:: TEXT UNDER STUDY ::
- Artist: Tony Smith
- Year: 1974, fabricated 1977
- Type: Steel, painted black
- Dimensions: 760 cm × 1,130 cm × 610 cm (300 in × 444 in × 240 in)
- Location: Honolulu, Hawaii; 21°17′59″N 157°49′03″W﻿ / ﻿21.29977°N 157.81760°W;
- Owner: University of Hawaii at Manoa

= The Fourth Sign =

The Fourth Sign is a public artwork by the American artist Tony Smith situated on the lawn outside the Art Building at the University of Hawaiʻi at Mānoa, in Honolulu, Hawaii, United States. The large sculpture is fabricated in steel, painted black, and signifies the fourth Zodiac sign, which is Cancer (a crab). The sculpture was commissioned by the Hawaii State Foundation on Culture and the Arts in accordance with the Art in State Buildings Law. Since its installation, many have seen in its shape as a reference to the legs and claws of a crab.

==Description==
The Fourth Sign consists of nine straight sections, fused end to end to form a broken circle. Three horizontal sections rest on the ground. Using the orientation of a clock face, 12 o'clock falls at the center of one of these sections, while the other two converge on 6 o'clock, where the break occurs. Connecting these sections are two broad arches, each composed of three sections. In this way the sculpture defines its own "interior" and "exterior", and while open to the sky offers a startling sense of safe haven and enclosure.
:::
:: ENTRIES PROVIDED ::
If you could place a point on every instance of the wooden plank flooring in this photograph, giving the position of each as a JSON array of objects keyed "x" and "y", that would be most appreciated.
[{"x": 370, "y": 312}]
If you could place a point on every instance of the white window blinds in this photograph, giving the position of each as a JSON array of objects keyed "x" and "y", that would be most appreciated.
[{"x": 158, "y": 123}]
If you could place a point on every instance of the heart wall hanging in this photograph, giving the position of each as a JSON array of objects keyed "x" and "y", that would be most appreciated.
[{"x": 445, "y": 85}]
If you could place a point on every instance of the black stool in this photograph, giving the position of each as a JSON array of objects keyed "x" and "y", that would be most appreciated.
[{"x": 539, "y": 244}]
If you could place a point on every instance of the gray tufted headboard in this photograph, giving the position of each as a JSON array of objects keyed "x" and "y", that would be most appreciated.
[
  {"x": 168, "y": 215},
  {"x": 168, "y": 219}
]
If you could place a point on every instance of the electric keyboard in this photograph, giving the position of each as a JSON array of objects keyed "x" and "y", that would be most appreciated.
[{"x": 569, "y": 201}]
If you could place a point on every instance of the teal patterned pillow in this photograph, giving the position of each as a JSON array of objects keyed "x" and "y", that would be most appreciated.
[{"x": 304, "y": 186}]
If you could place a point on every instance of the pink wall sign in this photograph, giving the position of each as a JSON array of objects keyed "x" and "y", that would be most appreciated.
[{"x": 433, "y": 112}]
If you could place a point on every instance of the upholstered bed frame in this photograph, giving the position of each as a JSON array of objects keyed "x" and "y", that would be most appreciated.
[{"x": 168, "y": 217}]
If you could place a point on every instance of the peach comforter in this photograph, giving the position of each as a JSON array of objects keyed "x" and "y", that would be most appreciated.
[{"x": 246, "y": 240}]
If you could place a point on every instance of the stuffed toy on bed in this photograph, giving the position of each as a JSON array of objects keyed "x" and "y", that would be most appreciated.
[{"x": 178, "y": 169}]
:::
[WORK INSTRUCTION A]
According to the text on The Fourth Sign, how many straight sections make up the sculpture?
[WORK INSTRUCTION B]
From the text on The Fourth Sign, repeat word for word the passage that runs from "- Artist: Tony" up to and including "claws of a crab.".

[TASK OUTPUT A]
Nine

[TASK OUTPUT B]
- Artist: Tony Smith
- Year: 1974, fabricated 1977
- Type: Steel, painted black
- Dimensions: 760 cm × 1,130 cm × 610 cm (300 in × 444 in × 240 in)
- Location: Honolulu, Hawaii; 21°17′59″N 157°49′03″W﻿ / ﻿21.29977°N 157.81760°W;
- Owner: University of Hawaii at Manoa

= The Fourth Sign =

The Fourth Sign is a public artwork by the American artist Tony Smith situated on the lawn outside the Art Building at the University of Hawaiʻi at Mānoa, in Honolulu, Hawaii, United States. The large sculpture is fabricated in steel, painted black, and signifies the fourth Zodiac sign, which is Cancer (a crab). The sculpture was commissioned by the Hawaii State Foundation on Culture and the Arts in accordance with the Art in State Buildings Law. Since its installation, many have seen in its shape as a reference to the legs and claws of a crab.